**Task directions**
Starting at the beginning of the records and ending with the line that contains "87), (159, 78)]]", convert those lines into a numbered list, omitting any blank lines.

(Region labeling records)
- - - - -
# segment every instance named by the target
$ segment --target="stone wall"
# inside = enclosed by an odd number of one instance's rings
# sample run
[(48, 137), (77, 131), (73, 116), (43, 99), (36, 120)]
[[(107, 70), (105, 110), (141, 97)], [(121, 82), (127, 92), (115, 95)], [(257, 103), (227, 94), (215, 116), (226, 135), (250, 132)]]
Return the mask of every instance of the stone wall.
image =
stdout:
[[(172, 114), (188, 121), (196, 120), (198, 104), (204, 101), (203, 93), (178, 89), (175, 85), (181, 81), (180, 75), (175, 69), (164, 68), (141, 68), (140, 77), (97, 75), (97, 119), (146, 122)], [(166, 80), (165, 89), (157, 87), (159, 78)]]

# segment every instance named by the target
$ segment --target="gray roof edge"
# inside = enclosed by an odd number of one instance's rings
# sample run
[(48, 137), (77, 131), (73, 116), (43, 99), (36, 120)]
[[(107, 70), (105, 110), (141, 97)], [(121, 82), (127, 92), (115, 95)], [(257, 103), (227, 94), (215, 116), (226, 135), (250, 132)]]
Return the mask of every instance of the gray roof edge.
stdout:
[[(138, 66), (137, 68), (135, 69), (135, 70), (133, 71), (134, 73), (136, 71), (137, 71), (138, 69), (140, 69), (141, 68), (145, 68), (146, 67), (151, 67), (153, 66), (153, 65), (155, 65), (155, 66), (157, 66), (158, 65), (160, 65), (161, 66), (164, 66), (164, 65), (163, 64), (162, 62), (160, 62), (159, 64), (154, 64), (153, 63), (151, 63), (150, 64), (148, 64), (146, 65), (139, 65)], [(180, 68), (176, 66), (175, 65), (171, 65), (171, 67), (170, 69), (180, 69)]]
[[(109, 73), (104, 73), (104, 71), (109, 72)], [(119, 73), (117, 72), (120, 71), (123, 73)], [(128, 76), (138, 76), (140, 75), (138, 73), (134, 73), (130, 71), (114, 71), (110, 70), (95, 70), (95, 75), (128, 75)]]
- - - - -
**Answer below**
1. # segment every instance named by the target
2. $ segment --target="stone wall"
3. # inside = enclosed by an odd number of one instance's rings
4. # sample run
5. [(48, 137), (77, 131), (73, 116), (43, 99), (36, 120)]
6. [[(107, 70), (105, 110), (141, 97)], [(121, 82), (127, 92), (115, 95)], [(257, 103), (227, 94), (215, 116), (226, 135), (250, 132)]]
7. Return the mask of every instance of the stone wall.
8. image =
9. stdout:
10. [[(172, 114), (188, 121), (196, 120), (198, 104), (204, 101), (203, 93), (178, 89), (175, 85), (181, 81), (180, 75), (175, 69), (164, 68), (141, 68), (140, 77), (97, 75), (97, 119), (146, 122)], [(166, 80), (165, 89), (157, 87), (159, 78)]]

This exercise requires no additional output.